— Texto de lectura —
++++++++

Conquense es también Mosén Diego de Valera, a quien Juan de Valdés consideraba “falto de juicio”(1) si bien, como afirma José María Díez Borque en su ensayo Ideas de Mosén Diego de Valera sobre la Monarquía, se anticipa a algunas de las ideas centrales de Erasmo de Rótterdam; o fray Ambrosio Montesino, que fuera obispo de Cerdeña, confesor de Isabel la Católica y autor, sobre todo, de unos villancicos espléndidos; o Alfonso de Valdés, Antonio Enríquez, Hervás y Panduro - otro de los grandes lingüistas españoles de todos los tiempos- o Astrana Marín –cuyas
magistrales traducciones de Shakespeare no han sido superadas-, o Andrés González Blanco, lamentablemente un gran desconocido entre nosotros y autor que ejerciera una gran influencia en López Velarde, el poeta nacional de México.

++++++++

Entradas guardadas
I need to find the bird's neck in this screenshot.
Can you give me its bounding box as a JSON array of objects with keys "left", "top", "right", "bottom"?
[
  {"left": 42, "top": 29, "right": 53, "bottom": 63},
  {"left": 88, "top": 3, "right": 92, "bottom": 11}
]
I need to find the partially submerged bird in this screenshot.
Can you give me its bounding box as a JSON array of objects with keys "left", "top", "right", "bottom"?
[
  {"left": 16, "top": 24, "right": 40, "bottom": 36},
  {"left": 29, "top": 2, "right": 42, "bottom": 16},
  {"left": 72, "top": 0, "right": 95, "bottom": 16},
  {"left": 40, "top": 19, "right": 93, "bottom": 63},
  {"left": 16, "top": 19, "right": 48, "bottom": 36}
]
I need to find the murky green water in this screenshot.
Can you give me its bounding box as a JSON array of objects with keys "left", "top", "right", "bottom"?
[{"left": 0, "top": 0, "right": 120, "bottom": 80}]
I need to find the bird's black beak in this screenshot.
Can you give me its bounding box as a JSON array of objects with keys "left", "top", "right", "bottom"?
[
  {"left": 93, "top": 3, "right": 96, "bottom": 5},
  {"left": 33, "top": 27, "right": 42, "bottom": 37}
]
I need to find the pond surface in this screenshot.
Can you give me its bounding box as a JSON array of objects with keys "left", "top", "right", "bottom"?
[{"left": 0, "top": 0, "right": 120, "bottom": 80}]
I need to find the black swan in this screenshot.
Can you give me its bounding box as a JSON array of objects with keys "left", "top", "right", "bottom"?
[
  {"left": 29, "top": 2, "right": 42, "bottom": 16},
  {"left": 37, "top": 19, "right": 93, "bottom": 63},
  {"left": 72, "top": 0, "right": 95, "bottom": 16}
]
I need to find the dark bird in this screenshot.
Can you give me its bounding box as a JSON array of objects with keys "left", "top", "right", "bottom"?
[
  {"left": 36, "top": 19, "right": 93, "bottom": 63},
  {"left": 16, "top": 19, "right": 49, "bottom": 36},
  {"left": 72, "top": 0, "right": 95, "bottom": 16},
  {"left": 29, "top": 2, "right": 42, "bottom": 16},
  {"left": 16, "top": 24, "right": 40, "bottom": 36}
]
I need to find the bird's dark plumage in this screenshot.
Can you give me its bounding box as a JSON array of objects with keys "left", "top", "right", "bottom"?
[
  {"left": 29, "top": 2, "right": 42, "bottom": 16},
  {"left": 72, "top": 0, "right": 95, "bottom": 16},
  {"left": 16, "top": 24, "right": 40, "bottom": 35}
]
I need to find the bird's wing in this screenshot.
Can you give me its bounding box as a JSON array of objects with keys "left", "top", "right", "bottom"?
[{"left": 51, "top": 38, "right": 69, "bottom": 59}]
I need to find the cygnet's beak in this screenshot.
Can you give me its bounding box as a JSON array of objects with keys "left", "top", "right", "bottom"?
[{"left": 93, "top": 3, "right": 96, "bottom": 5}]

++++++++

— Tarea requerida A —
Indica si cada afirmación coincide con el texto sobre escritores conquenses, respondiendo sí o no y citando literalmente las palabras del texto que lo deciden: (i) fray Ambrosio Montesino fue confesor de Isabel la Católica; (ii) las traducciones de Shakespeare de Astrana Marín han sido superadas; (iii) Andrés González Blanco influyó en López Velarde.
— Tarea requerida B —
Reproduce literalmente los registros desde la línea que contiene "I need to find the black" hasta el final de los registros, ambos extremos incluidos.

— Respuesta escrita A —
(i) Sí: «confesor de Isabel la Católica».
(ii) No: «magistrales traducciones de Shakespeare no han sido superadas».
(iii) Sí: «autor que ejerciera una gran influencia en López Velarde».

— Respuesta escrita B —
I need to find the black swan in this screenshot.
Can you give me its bounding box as a JSON array of objects with keys "left", "top", "right", "bottom"?
[
  {"left": 29, "top": 2, "right": 42, "bottom": 16},
  {"left": 37, "top": 19, "right": 93, "bottom": 63},
  {"left": 72, "top": 0, "right": 95, "bottom": 16}
]
I need to find the dark bird in this screenshot.
Can you give me its bounding box as a JSON array of objects with keys "left", "top", "right", "bottom"?
[
  {"left": 36, "top": 19, "right": 93, "bottom": 63},
  {"left": 16, "top": 19, "right": 49, "bottom": 36},
  {"left": 72, "top": 0, "right": 95, "bottom": 16},
  {"left": 29, "top": 2, "right": 42, "bottom": 16},
  {"left": 16, "top": 24, "right": 40, "bottom": 36}
]
I need to find the bird's dark plumage in this screenshot.
Can you give me its bounding box as a JSON array of objects with keys "left", "top", "right", "bottom"?
[
  {"left": 29, "top": 2, "right": 42, "bottom": 16},
  {"left": 72, "top": 0, "right": 95, "bottom": 16},
  {"left": 16, "top": 24, "right": 40, "bottom": 35}
]
I need to find the bird's wing in this screenshot.
Can you give me its bounding box as a JSON array of objects with keys "left", "top", "right", "bottom"?
[{"left": 51, "top": 38, "right": 69, "bottom": 59}]
I need to find the cygnet's beak in this screenshot.
Can you give me its bounding box as a JSON array of objects with keys "left", "top", "right", "bottom"?
[{"left": 93, "top": 3, "right": 96, "bottom": 5}]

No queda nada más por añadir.